● Task material
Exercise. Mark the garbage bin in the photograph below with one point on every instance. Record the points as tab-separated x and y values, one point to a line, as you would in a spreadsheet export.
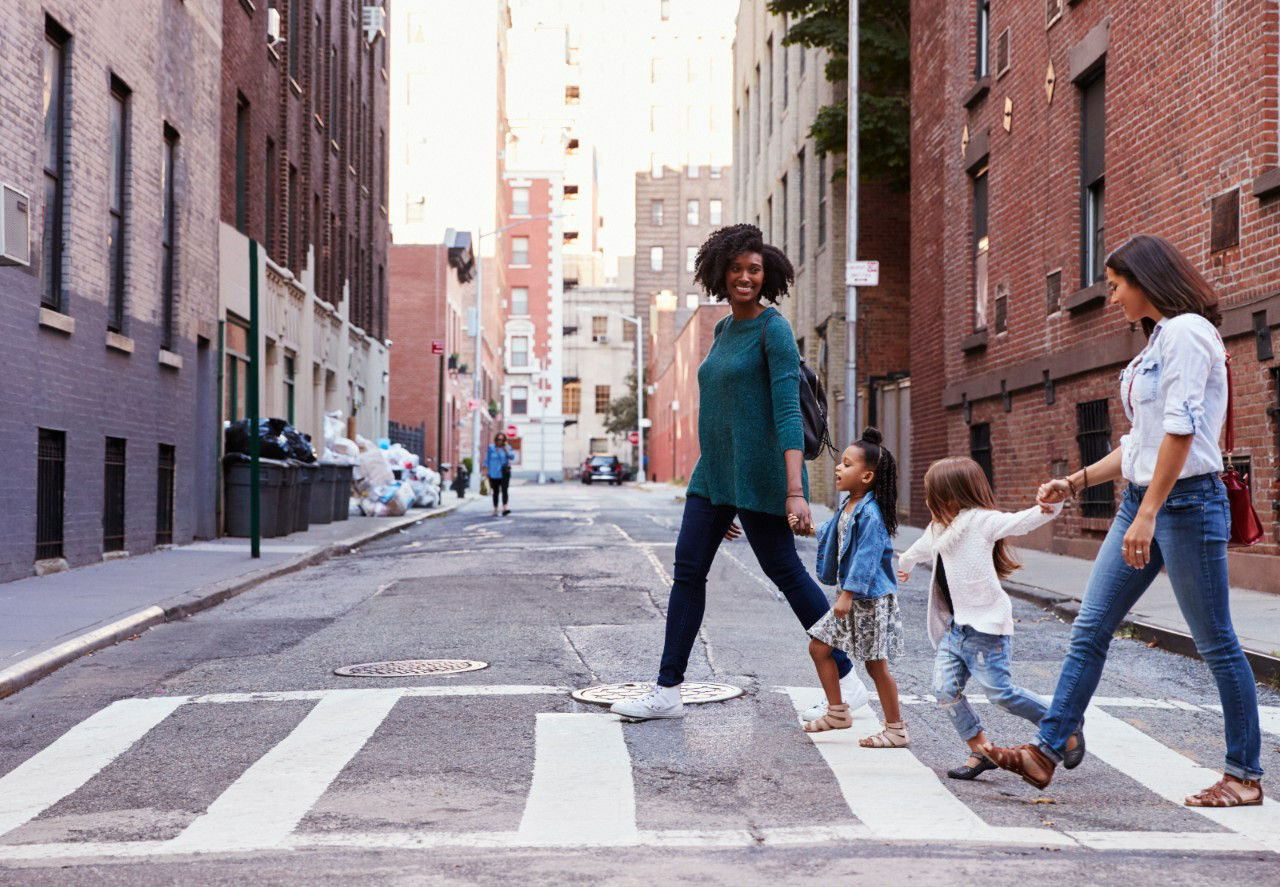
321	492
342	492
236	508
304	475
288	499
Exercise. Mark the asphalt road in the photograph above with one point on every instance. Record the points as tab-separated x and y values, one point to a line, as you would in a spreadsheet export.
223	748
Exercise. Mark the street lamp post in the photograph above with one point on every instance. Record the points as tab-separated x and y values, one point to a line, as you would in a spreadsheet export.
474	485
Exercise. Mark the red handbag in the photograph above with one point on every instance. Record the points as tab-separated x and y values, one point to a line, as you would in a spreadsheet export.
1246	526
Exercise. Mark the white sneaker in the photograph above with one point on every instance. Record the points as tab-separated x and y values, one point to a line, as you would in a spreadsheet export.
658	703
851	689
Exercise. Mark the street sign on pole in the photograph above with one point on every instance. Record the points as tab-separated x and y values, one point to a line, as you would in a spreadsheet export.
862	274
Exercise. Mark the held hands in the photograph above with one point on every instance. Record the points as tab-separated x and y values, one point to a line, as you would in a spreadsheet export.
844	603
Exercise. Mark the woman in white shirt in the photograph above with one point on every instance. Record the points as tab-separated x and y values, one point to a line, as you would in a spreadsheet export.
1173	515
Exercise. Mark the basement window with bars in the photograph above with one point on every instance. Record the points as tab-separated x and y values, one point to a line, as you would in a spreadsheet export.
50	489
979	449
1093	435
113	495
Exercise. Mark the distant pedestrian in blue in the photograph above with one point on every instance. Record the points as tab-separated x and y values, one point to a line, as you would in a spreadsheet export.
497	465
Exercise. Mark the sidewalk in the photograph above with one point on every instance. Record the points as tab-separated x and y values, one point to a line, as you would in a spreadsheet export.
53	620
1056	583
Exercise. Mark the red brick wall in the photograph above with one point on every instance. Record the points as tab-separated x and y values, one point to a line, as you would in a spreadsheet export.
1216	64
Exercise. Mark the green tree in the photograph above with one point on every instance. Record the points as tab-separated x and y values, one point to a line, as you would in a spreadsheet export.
622	414
883	79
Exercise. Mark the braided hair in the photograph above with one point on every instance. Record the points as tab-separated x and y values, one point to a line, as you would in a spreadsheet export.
725	245
885	467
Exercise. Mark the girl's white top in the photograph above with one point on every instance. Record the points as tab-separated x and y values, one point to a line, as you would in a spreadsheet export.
1175	385
965	547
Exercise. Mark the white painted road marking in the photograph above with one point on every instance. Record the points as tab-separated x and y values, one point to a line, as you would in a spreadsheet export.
77	757
583	794
264	805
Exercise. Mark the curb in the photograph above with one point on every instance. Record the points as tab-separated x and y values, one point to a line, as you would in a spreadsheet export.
32	668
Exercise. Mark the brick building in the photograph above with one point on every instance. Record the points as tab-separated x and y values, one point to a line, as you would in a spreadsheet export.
304	172
108	159
785	187
433	286
673	437
1042	138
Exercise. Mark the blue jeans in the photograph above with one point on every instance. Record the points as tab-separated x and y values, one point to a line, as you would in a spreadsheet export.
700	534
967	652
1192	529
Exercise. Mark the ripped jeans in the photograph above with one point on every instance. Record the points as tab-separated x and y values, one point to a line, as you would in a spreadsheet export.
967	652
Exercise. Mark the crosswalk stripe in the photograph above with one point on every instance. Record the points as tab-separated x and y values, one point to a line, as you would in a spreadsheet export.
77	757
265	804
1174	776
874	782
583	792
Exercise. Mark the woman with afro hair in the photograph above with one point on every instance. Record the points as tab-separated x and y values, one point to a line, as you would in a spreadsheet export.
752	462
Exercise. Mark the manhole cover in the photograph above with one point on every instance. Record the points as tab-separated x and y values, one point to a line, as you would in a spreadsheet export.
690	693
410	667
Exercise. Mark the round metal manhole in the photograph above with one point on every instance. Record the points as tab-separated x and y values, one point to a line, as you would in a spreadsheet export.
691	693
410	667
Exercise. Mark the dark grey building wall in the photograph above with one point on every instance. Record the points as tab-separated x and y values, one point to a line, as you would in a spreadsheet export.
168	53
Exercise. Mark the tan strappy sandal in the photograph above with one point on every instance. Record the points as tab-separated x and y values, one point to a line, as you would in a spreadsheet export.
837	717
894	736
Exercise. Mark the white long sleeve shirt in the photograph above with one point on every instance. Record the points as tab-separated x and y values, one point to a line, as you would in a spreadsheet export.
965	547
1175	385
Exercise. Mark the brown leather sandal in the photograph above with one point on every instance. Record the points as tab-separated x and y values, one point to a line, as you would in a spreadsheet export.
1225	792
1025	760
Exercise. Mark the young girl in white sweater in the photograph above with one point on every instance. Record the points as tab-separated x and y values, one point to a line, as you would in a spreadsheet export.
970	616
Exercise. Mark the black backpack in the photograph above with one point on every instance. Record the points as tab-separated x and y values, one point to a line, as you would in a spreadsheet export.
813	407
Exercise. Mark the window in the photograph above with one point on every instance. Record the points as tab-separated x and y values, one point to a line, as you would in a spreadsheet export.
520	301
981	246
242	165
822	199
117	202
519	399
571	398
1092	178
979	449
800	216
983	36
520	201
55	137
113	495
288	387
1093	435
50	487
165	474
519	351
168	237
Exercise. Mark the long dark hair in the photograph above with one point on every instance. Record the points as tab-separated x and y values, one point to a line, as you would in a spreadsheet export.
1171	283
958	483
725	245
885	484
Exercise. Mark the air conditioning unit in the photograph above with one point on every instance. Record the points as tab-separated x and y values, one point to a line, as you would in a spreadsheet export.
374	21
16	228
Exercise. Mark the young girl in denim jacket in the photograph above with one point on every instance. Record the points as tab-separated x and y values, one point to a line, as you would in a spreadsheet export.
854	553
970	617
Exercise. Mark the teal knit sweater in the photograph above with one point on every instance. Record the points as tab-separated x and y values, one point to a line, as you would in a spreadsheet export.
748	415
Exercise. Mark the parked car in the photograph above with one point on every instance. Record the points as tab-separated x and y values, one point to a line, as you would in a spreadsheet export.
602	467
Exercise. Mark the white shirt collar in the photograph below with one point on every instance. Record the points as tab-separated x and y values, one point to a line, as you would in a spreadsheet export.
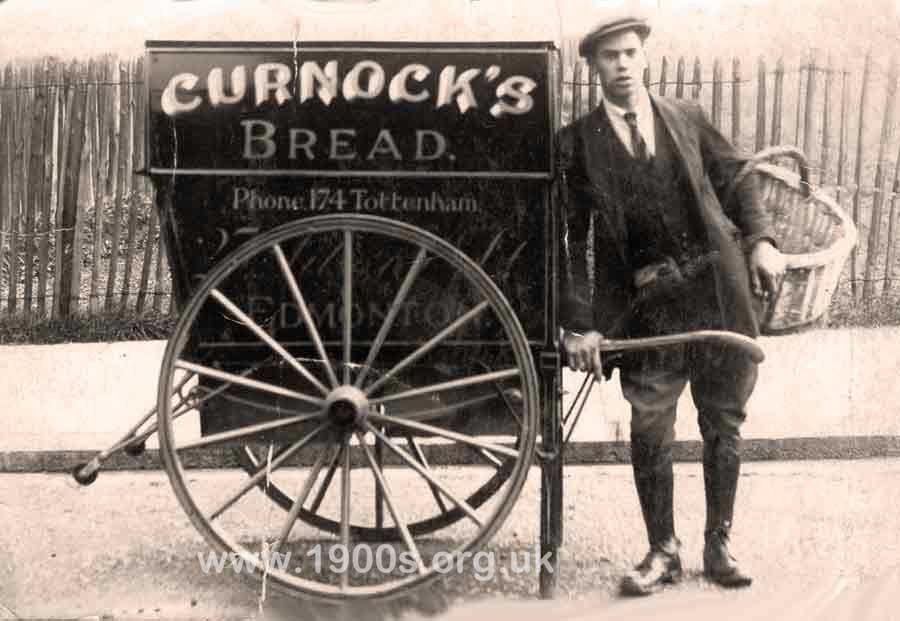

● The request
From the items above, pull out each line that contains the word "jeans" and copy those lines unchanged, in their original order.

● Task solution
Exercise. Mark the blue jeans in the photograph above with one point on every instance. Record the points as tab-separated x and y values, one point to a line, as you would in a spreadsheet export.
Exercise. Mark the ripped jeans in the photograph above with one point on every instance. Record the points as tab-separated x and y values, one point to a line, as you would in a spreadsheet export.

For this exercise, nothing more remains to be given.